GOAL OF THE EXERCISE:
Copy the entries below word for word, keeping every line as it appears.

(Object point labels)
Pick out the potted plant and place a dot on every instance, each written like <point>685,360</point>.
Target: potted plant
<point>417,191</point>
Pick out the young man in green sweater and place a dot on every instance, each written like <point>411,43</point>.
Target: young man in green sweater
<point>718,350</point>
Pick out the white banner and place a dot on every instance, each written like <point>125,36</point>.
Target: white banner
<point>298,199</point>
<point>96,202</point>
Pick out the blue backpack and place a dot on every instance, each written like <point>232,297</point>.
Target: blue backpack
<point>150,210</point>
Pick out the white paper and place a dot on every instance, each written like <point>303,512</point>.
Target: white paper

TASK ANSWER:
Pick out the potted plant and place a dot on every instance, each written like <point>685,360</point>.
Target: potted plant
<point>417,191</point>
Pick out the young man in green sweater and place a dot on every instance, each written like <point>411,43</point>.
Target: young man in green sweater
<point>718,350</point>
Pick out the white banner and place a dot on every instance, each written like <point>125,36</point>.
Target: white banner
<point>298,199</point>
<point>96,202</point>
Pick out the blue backpack and place a dot on every instance, each written like <point>232,297</point>.
Target: blue backpack
<point>150,210</point>
Pick out the white paper and place a dot on every instance, each written like <point>303,512</point>.
Target: white paper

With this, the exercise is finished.